▶ Exercise instructions
1. In the timeshare forum thread below, what price did mesamirage get for renting out the smaller one-bedroom last Spring Training?
2. Extend the timeshare forum thread below, starting right after its last sentence.

Thanks for all the details and suggestions...my wife and I sure have a lot of reading, researching, and thinking to do!  

We would likely rarely go to Scottsdale, so the WKV would be a purchase to trade only, which I thought wasn't considered the best way to go...but I guess if I want to have "internal" villa trading it is a reasonable option.


----------



## DavidnRobin

TUG Talker said:


> Thanks for all the details and suggestions...my wife and I sure have a lot of reading, researching, and thinking to do!
> 
> We would likely rarely go to Scottsdale, so the WKV would be a purchase to trade only, which I thought wasn't considered the best way to go...but I guess if I want to have "internal" villa trading it is a reasonable option.



I just read this in your OP.  You are in a quandry - at least you did the right thing and rescinded your WKORV-N - especially since you don't want that as your Home Resort.  I suggested WKV because you considered buying WKORV-N - and there are advantages to being  SVN Mandatory.

The problem with WMH is that it is Voluntary (along with all the other new resorts being built). If you are okay with this - meaning, mostly going to WMH every year - and occasionally using II - then this may be a good plan for you to buy resale (or looking outside of SVO).

If you do buy WMH resale - and in the future decide to buy from SVO - you could consider requalifying it - but do not depend on this.

SVO is also building Desert Willow - the downside is that it is Voluntary - so the resale value will be very low (most certainly).

If you decide on SVO - it does sound as if WMH resale may be for you.
Best.


----------



## mesamirage

I think that the best bang for the $$$ with Starwood is Kierland (WKV).  Its a resort that if you "had" to use your time there you wouldn't be disappointed, it rents well (we rented out the smaller 1bdrm last Spring Training for $1300), it trades in SVN, and last it will pull fantastic trades with II (but that would be a last resort).

Is it worth the price difference compared to say Mission Hills?  It is if you consider the resale value down the road as part of the equation.

Steve


----------



## duke

You can buy WMH RESALE Platinum and then requalify with a purchase of VV - Key West Deveoper EOY 2BR L/O.  You will be much better off and get lots of incentives!


----------



## myip

duke said:


> You can buy WMH RESALE Platinum and then requalify with a purchase of VV - Key West Deveoper EOY 2BR L/O.  You will be much better off and get lots of incentives!


Requalify has change quite a bit.  You now need EY with Ey purchase and the purchase price is at least $20K.  You may be better off buying Westin Kierland unless you really want to spend another $20K for requalification.


----------



## TUG Talker

Just found out that our neighbors (who we thought had a Marriott time share in Palm Springs) actually bought the Westin Mission Hills.   

So I'm going to talk to them about it...they paid 13K (bought from developer at their presentation) for an annual 2bd lock-off, so I'm assuming they must have not bought off-season, as that sounds too inexpensive for high season.

▶ Dataset entries
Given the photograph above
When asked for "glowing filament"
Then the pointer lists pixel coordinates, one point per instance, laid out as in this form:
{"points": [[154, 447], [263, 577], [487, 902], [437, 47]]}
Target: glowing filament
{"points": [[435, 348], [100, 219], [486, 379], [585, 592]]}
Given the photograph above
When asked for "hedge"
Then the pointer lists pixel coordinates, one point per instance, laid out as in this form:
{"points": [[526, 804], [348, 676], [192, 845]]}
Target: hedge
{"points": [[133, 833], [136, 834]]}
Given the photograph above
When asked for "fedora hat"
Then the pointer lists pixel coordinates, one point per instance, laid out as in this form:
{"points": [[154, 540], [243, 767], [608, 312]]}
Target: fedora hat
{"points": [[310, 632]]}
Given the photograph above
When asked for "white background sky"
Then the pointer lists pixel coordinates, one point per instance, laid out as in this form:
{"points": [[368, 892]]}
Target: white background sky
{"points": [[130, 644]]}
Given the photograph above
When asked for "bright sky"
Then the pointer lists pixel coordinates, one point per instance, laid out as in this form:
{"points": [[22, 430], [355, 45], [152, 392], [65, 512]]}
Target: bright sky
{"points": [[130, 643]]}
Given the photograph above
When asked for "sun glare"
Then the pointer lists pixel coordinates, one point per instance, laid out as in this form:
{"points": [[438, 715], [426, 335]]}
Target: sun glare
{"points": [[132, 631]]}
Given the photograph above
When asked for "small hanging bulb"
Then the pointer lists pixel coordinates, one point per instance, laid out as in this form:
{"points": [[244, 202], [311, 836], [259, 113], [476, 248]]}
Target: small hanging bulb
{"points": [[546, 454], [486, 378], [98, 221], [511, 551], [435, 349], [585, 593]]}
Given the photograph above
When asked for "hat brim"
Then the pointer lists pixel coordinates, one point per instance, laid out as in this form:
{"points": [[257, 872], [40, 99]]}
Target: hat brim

▶ Task-by-task answers
1. $1300

2.
They evidently had been using their mom's Marriott TS (I think Desert Springs Villas) and didn't like the Marriott system, so they went w/the Starwood property when they decided to get their own.  Funny that all the time we were talking to them about their timeshare we didn't realize they had changed from Marriott to Starwood...


----------



## shockdoct

In my opinion you really have to decide if you are going to want to simply use the TS at mission hills for the tennis tournament or would like some flexibility to use it elsewhere.  If you think you would just like to use it EY as a short drive vacation then the resale market would work.  Where if you would like to explore and go back to Maui or some of the other destinations you will not see the quality of the WMH resort via II (generally).

I think you should wait and see what the release of desert willow will do to resale market of WMH and also you may be able to buy desert willow from developer (if you really need the 12 month out reservation because you are concerned about getting that week for the tennis tournament any year you want to).  Since it is preconstruction you get a "deal" (still very expensive relative to resales at WMH)  and will have a ton of starPOINTS to use until DW opens.

Lots of info and things to consider..good luck!

EDIT - Another thing to consider is the expansion of broadway plantation.  This will have 2 BRs and could probably be had for pretty cheap (by developer standards) to buy a low season week to requalify a WMH resale (to allow for SVN trading)


----------



## pointsjunkie

myip said:


> Requalify has change quite a bit.  You now need EY with Ey purchase and the purchase price is at least $20K.  You may be better off buying Westin Kierland unless you really want to spend another $20K for requalification.



where did you get the 20k information? i thought they changed to an ey for an ey. what if the unit you reaaly want to purchase( like a small 1br unit) is under 20k? that seems unreasonable to make a buyer buy something that he doesn't want.


----------



## stevens397

I would love to hear from some people who bought WMH resale and used it to trade with II or another trade company.  What kind of results have you gotten?

I agree with all of the comments above, but for some people, the approx $10,000 difference is large.  If they really love the place and want to use it, I consider it a major bargain.  If owners have had decent results trading outside of SVN, it would be very useful information.


----------



## LisaRex

If you really want to use WMH for the Tennis Masters week, I'd first call and make sure that those 2 weeks aren't "sold out."  Owners are allowed to lock in specific weeks for a premium (25%?), but SVO will only allow x number of rooms to be locked in.  It's conceivable that the resort is already sold out for those 2 weeks, which means that flex week owners will have to fight over the remaining inventory at the 12 month mark.  In other words, if it's a really hot week, you might have trouble getting in even if you're an owner and that's your home resort.  If you buy at another resort (e.g. WKV) on the assumption that you'll be able to trade into WMH, you may be very disappointed. 

So my first task would be to investigate how popular those weeks are.  Cincinnati is not exactly a tourist mecca, but hotel rooms are very hard to find during the week we host the Tennis Masters series.  You're not only competing with out of town fans, but you're also competing with the players, their families and entourage, officials, and media folks.    

Assuming you'd be able to get in that week, if 7 times out of 10 you'll use your timeshare for the Indian Wells tournament, I'd buy there.  Yes, you'd lose the ability to exchange within SVN, but I think we'd all agree that that benefit is overhyped.  There are less than 20 Starwood properties right now and the hot properties are very difficult to get into during popular times.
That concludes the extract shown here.